• _Records supplied_:

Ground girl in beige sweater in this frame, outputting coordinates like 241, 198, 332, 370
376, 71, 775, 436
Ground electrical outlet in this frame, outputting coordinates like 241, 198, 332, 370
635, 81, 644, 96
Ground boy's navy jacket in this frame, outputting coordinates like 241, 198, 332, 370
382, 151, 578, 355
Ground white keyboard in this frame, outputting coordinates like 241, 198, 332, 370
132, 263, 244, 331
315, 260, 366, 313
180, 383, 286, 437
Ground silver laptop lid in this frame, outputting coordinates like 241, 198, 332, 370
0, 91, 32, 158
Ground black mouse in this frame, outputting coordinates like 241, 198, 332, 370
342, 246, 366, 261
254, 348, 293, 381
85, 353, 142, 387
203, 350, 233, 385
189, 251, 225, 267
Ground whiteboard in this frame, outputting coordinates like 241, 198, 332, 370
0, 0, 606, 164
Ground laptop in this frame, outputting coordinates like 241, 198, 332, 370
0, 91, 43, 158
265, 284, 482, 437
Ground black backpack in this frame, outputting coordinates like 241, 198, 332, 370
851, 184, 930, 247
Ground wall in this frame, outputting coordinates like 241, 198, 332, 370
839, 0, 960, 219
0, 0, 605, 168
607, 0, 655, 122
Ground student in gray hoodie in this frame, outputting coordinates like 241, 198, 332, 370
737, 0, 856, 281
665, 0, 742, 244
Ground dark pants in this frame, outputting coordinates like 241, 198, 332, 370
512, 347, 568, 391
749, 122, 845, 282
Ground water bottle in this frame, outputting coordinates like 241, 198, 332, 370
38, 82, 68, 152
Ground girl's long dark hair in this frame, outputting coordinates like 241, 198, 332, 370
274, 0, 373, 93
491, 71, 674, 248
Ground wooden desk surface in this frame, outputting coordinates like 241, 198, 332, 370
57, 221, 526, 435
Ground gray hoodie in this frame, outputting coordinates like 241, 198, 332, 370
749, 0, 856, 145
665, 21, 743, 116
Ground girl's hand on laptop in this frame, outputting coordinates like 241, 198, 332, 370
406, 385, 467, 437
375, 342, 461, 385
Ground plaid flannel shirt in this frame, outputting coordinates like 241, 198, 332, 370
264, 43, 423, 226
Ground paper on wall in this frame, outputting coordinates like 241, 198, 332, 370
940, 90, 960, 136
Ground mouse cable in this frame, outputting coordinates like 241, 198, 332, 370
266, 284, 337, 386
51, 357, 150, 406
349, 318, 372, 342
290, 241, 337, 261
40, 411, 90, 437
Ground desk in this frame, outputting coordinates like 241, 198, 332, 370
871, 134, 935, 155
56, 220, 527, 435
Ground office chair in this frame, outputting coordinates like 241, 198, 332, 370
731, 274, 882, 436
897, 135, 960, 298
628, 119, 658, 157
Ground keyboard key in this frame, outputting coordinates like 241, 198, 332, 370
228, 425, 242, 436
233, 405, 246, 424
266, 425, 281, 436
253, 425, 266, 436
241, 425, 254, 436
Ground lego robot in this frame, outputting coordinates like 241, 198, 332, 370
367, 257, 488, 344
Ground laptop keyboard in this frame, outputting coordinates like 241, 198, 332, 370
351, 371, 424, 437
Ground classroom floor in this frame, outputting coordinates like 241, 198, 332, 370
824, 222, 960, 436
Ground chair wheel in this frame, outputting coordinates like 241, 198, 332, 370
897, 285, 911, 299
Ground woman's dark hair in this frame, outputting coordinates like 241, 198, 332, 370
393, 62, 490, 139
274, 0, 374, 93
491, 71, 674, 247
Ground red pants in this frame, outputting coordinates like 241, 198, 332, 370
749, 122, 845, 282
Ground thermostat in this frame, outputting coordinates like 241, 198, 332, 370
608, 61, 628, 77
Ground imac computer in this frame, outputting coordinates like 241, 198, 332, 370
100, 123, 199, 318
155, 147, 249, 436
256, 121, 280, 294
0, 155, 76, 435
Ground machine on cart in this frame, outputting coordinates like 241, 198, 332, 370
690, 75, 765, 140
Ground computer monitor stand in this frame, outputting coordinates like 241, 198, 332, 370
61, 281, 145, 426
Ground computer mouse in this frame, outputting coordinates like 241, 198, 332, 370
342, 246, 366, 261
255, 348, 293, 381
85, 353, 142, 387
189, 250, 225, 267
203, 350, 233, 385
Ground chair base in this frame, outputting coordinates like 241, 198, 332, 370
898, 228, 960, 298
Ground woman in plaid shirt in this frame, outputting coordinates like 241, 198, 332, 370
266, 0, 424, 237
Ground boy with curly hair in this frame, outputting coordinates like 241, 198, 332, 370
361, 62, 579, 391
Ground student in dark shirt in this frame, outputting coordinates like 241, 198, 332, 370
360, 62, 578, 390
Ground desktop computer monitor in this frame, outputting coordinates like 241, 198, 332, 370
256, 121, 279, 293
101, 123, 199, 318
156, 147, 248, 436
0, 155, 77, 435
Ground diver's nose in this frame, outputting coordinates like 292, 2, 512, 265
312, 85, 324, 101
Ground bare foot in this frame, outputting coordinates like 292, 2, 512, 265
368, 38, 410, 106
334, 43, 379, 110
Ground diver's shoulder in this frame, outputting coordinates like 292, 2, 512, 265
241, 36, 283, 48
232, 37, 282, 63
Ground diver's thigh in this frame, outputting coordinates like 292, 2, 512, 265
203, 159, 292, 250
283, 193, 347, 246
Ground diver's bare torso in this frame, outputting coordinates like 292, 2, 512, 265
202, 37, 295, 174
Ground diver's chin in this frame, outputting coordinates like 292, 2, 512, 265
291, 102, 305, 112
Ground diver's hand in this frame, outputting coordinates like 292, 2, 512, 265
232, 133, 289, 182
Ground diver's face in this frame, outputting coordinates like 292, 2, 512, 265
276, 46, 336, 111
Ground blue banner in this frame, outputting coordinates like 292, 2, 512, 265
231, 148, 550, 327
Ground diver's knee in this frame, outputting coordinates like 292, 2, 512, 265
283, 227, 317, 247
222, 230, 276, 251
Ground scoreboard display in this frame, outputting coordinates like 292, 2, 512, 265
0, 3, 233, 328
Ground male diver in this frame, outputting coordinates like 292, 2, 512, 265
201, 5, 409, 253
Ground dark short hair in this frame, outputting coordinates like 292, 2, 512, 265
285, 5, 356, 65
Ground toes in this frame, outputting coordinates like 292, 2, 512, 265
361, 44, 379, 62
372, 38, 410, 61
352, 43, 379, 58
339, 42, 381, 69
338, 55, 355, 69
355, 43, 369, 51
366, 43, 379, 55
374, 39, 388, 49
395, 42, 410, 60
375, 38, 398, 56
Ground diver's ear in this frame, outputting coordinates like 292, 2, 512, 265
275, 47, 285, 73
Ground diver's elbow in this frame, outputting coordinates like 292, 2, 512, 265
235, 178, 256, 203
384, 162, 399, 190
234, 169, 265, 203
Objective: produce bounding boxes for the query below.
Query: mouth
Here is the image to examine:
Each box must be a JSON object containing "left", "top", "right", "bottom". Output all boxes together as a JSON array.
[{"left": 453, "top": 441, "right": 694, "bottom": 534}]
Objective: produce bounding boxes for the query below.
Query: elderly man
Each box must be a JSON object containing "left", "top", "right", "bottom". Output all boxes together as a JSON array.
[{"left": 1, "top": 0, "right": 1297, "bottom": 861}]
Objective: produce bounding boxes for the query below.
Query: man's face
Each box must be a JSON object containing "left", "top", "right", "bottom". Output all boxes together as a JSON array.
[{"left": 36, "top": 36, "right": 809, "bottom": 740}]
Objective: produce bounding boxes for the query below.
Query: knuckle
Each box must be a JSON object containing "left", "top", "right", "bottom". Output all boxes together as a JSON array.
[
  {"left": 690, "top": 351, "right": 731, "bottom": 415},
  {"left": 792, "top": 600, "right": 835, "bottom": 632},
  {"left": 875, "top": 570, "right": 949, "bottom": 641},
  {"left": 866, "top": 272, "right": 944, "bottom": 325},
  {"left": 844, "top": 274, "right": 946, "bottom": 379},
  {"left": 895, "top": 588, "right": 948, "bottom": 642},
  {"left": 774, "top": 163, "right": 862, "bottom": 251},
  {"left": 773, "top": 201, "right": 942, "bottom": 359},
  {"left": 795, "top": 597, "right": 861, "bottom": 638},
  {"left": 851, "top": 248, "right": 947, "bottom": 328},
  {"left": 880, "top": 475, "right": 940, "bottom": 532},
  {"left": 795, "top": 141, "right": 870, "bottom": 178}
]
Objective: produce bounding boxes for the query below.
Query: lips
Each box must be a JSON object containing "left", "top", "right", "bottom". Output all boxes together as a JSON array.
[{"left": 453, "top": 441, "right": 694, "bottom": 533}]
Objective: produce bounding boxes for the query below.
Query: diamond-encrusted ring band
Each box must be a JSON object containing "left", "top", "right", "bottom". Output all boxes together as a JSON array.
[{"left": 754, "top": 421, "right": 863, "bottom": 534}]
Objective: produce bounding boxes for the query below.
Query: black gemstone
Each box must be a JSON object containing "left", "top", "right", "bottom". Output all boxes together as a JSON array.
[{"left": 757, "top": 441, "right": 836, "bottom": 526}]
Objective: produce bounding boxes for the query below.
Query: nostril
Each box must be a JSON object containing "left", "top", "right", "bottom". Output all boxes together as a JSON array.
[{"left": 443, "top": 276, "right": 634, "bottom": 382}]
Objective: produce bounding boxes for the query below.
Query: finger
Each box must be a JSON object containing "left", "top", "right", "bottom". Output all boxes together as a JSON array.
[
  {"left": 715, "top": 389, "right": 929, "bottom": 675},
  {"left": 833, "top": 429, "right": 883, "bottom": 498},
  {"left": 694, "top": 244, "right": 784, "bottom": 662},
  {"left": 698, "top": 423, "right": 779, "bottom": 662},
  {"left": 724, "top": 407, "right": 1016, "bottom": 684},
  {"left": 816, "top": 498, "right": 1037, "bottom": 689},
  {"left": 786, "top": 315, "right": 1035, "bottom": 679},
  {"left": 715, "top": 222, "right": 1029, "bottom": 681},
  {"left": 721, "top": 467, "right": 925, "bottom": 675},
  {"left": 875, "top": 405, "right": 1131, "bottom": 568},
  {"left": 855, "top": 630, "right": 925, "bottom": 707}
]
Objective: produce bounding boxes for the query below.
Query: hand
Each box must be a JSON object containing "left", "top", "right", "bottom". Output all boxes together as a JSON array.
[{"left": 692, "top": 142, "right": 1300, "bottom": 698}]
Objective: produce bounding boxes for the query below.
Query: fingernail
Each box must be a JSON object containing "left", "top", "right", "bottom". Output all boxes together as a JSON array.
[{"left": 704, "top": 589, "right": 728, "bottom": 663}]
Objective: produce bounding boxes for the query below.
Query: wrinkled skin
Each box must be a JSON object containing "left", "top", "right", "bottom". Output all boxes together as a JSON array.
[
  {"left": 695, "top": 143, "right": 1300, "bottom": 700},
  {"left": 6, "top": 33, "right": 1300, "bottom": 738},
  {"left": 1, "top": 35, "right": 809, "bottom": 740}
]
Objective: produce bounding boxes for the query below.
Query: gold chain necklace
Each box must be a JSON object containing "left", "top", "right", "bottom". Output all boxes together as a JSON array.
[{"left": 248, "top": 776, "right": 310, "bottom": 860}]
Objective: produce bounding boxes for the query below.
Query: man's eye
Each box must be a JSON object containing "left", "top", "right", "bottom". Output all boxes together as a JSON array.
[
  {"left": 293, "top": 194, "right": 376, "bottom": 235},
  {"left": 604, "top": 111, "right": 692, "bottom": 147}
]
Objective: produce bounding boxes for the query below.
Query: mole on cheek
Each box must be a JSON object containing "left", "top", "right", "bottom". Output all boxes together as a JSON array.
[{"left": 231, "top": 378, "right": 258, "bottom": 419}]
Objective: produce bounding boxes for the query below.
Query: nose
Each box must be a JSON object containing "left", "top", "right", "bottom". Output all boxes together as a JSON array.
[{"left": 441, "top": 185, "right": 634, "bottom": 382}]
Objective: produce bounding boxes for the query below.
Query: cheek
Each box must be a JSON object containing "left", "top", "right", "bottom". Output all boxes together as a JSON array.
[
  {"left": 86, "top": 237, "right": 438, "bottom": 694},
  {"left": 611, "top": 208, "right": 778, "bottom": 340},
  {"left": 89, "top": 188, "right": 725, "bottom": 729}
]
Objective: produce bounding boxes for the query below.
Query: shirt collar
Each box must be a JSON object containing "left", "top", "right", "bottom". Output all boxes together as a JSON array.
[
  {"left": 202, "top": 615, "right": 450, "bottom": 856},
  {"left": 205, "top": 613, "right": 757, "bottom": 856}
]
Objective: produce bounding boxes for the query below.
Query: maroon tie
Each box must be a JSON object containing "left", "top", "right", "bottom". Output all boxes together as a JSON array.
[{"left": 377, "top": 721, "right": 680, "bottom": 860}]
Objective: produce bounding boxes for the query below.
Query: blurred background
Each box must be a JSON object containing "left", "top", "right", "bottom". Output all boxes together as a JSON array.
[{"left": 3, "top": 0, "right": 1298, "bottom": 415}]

• _Task prompt_:
Reproduce, exactly as they stand in the data above, the lines from the one that holds "Query: shirt collar" to the one that holds "Query: blurred background", inclusive.

• _Result of the exercise_:
Query: shirt collar
Each box must be a JSON object containing "left", "top", "right", "bottom". Output all boxes together as a JSON array.
[
  {"left": 202, "top": 615, "right": 450, "bottom": 856},
  {"left": 205, "top": 613, "right": 757, "bottom": 856}
]
Objective: produce bounding boxes for the query below.
Query: maroon tie
Each box must be a JSON object containing "left", "top", "right", "bottom". Output all boxes together as a JSON array.
[{"left": 377, "top": 721, "right": 680, "bottom": 860}]
Objective: produce bounding boxes for the query below.
Query: blurred background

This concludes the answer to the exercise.